- _Task directions_
Your output should be the lines from the one with "point: floppy ear" through the end of the entries below, set down word for word and nothing else.

- _Natural-language object grounding data_
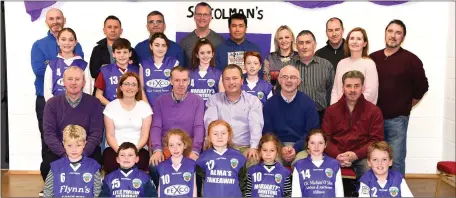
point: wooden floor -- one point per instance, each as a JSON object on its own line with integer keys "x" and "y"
{"x": 31, "y": 185}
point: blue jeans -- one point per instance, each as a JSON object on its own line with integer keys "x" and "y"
{"x": 396, "y": 136}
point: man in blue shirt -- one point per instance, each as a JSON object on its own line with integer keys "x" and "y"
{"x": 232, "y": 50}
{"x": 156, "y": 23}
{"x": 43, "y": 51}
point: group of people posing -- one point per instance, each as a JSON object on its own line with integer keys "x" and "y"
{"x": 211, "y": 117}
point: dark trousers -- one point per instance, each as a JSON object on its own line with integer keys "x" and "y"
{"x": 110, "y": 162}
{"x": 49, "y": 157}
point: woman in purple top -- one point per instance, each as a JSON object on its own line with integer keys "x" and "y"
{"x": 205, "y": 79}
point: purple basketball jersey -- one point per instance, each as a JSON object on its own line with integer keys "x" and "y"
{"x": 317, "y": 181}
{"x": 74, "y": 181}
{"x": 221, "y": 172}
{"x": 130, "y": 184}
{"x": 111, "y": 75}
{"x": 268, "y": 182}
{"x": 58, "y": 67}
{"x": 207, "y": 85}
{"x": 176, "y": 183}
{"x": 391, "y": 189}
{"x": 261, "y": 90}
{"x": 156, "y": 81}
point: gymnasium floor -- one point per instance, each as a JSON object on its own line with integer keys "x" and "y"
{"x": 31, "y": 185}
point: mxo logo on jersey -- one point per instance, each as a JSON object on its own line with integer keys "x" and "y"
{"x": 158, "y": 83}
{"x": 176, "y": 190}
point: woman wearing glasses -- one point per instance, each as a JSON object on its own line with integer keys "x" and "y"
{"x": 127, "y": 119}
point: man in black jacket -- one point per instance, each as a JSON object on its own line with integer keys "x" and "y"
{"x": 102, "y": 53}
{"x": 334, "y": 50}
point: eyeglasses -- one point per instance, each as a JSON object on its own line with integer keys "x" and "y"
{"x": 155, "y": 22}
{"x": 130, "y": 84}
{"x": 202, "y": 15}
{"x": 285, "y": 77}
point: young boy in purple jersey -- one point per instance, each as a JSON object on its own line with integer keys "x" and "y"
{"x": 177, "y": 174}
{"x": 128, "y": 180}
{"x": 53, "y": 76}
{"x": 252, "y": 83}
{"x": 269, "y": 178}
{"x": 74, "y": 175}
{"x": 220, "y": 164}
{"x": 381, "y": 181}
{"x": 155, "y": 71}
{"x": 109, "y": 77}
{"x": 318, "y": 175}
{"x": 205, "y": 79}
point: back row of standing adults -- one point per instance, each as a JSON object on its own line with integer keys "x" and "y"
{"x": 401, "y": 77}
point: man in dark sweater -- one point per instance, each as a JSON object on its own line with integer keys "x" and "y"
{"x": 352, "y": 124}
{"x": 290, "y": 115}
{"x": 402, "y": 84}
{"x": 76, "y": 108}
{"x": 334, "y": 50}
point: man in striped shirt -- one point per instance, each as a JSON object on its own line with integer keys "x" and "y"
{"x": 317, "y": 74}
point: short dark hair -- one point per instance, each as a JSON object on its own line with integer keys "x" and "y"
{"x": 399, "y": 23}
{"x": 232, "y": 66}
{"x": 239, "y": 16}
{"x": 203, "y": 4}
{"x": 178, "y": 68}
{"x": 304, "y": 32}
{"x": 127, "y": 145}
{"x": 156, "y": 12}
{"x": 121, "y": 43}
{"x": 112, "y": 17}
{"x": 332, "y": 19}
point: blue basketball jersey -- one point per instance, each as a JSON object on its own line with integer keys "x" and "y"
{"x": 206, "y": 85}
{"x": 111, "y": 75}
{"x": 391, "y": 189}
{"x": 58, "y": 67}
{"x": 261, "y": 90}
{"x": 74, "y": 181}
{"x": 317, "y": 181}
{"x": 130, "y": 184}
{"x": 221, "y": 171}
{"x": 176, "y": 182}
{"x": 268, "y": 182}
{"x": 156, "y": 80}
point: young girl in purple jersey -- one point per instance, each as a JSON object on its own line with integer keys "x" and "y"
{"x": 252, "y": 83}
{"x": 318, "y": 175}
{"x": 381, "y": 181}
{"x": 205, "y": 79}
{"x": 221, "y": 165}
{"x": 53, "y": 76}
{"x": 177, "y": 174}
{"x": 269, "y": 174}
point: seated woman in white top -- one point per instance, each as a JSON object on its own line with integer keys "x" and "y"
{"x": 127, "y": 119}
{"x": 356, "y": 48}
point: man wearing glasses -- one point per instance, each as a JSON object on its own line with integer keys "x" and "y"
{"x": 290, "y": 115}
{"x": 156, "y": 23}
{"x": 202, "y": 18}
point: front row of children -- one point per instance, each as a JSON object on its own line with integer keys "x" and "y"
{"x": 221, "y": 166}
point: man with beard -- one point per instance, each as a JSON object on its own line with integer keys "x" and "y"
{"x": 352, "y": 124}
{"x": 334, "y": 50}
{"x": 102, "y": 53}
{"x": 402, "y": 84}
{"x": 202, "y": 18}
{"x": 43, "y": 51}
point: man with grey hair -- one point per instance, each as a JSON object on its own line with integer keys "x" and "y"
{"x": 72, "y": 108}
{"x": 352, "y": 124}
{"x": 317, "y": 73}
{"x": 290, "y": 115}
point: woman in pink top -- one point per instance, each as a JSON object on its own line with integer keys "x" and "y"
{"x": 356, "y": 47}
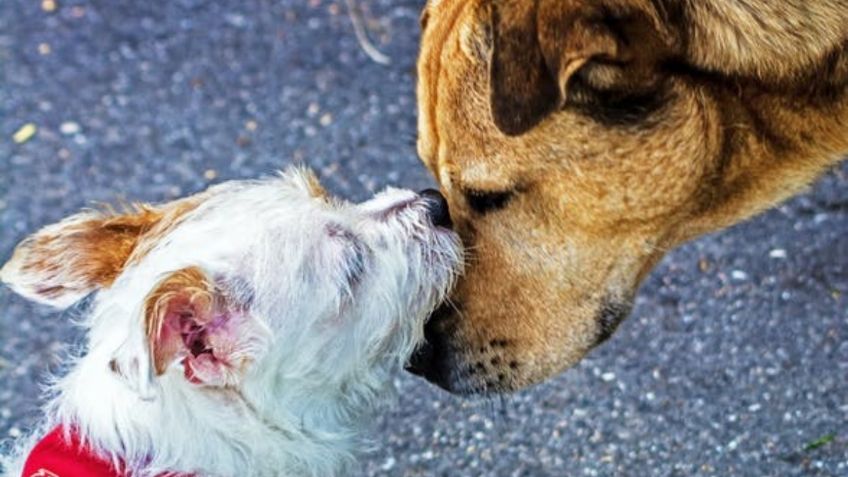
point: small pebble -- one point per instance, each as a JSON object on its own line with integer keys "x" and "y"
{"x": 777, "y": 253}
{"x": 69, "y": 127}
{"x": 25, "y": 133}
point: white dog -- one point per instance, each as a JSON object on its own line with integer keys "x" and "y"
{"x": 250, "y": 330}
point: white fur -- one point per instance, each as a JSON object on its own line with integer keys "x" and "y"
{"x": 326, "y": 349}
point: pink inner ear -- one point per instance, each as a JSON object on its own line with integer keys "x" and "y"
{"x": 203, "y": 339}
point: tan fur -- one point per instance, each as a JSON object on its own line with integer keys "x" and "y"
{"x": 97, "y": 244}
{"x": 752, "y": 108}
{"x": 186, "y": 291}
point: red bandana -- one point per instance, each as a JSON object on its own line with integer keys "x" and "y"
{"x": 54, "y": 456}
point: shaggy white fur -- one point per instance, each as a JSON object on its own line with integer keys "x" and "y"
{"x": 311, "y": 304}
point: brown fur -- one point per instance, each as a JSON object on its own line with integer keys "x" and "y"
{"x": 618, "y": 129}
{"x": 186, "y": 291}
{"x": 89, "y": 250}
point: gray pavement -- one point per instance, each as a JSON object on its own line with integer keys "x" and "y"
{"x": 734, "y": 362}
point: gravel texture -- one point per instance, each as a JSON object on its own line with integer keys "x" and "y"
{"x": 734, "y": 362}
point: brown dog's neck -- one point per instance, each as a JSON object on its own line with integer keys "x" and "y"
{"x": 777, "y": 138}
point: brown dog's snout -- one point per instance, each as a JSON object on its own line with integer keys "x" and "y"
{"x": 437, "y": 208}
{"x": 431, "y": 359}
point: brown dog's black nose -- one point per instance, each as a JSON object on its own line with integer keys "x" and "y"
{"x": 437, "y": 208}
{"x": 431, "y": 359}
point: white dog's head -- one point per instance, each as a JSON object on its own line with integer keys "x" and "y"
{"x": 269, "y": 290}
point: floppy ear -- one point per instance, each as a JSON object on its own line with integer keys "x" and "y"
{"x": 189, "y": 320}
{"x": 64, "y": 262}
{"x": 539, "y": 45}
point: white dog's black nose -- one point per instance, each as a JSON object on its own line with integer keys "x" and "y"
{"x": 437, "y": 208}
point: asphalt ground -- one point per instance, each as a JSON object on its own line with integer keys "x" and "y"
{"x": 734, "y": 362}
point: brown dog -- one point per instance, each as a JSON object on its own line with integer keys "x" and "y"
{"x": 579, "y": 140}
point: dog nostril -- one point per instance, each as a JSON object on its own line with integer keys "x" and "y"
{"x": 437, "y": 208}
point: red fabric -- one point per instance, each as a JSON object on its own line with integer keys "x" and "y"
{"x": 54, "y": 456}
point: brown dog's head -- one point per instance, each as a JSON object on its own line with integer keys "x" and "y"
{"x": 575, "y": 145}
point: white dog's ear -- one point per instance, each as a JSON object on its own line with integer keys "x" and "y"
{"x": 189, "y": 320}
{"x": 64, "y": 262}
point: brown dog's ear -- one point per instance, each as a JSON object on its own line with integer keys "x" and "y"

- _Answer section_
point: floppy ear -- one point per instance, each as a JSON object on its own line with integer keys "x" and "y"
{"x": 189, "y": 320}
{"x": 64, "y": 262}
{"x": 539, "y": 45}
point: white dog's black nose -- one point per instance, each as a JSON object on its own line with integer keys "x" and "y"
{"x": 437, "y": 208}
point: asphalt ground -- one point per instance, each as a JSON object on its own line with integer keys "x" and "y"
{"x": 734, "y": 362}
point: brown dog -- one point per instance, each as a JSON object on its own line with integer keys "x" and "y"
{"x": 579, "y": 140}
point: dog nostril -- one point per instance, each as a JSON object on its own line with integer keys "x" and "y"
{"x": 437, "y": 208}
point: red fabric -- one point per instance, each as a JSON object on its own line with integer keys "x" and "y"
{"x": 54, "y": 456}
point: brown dog's head -- one point per instance, each as a JSON object on its own line with integer keys "x" and "y"
{"x": 575, "y": 145}
point: white dog's ear -- one point per instance, each as a JSON object on its own line with integer keys "x" and "y"
{"x": 189, "y": 320}
{"x": 64, "y": 262}
point: brown dog's ear -- one point per instance, each as a JSON object on its own line with integer keys "x" and "y"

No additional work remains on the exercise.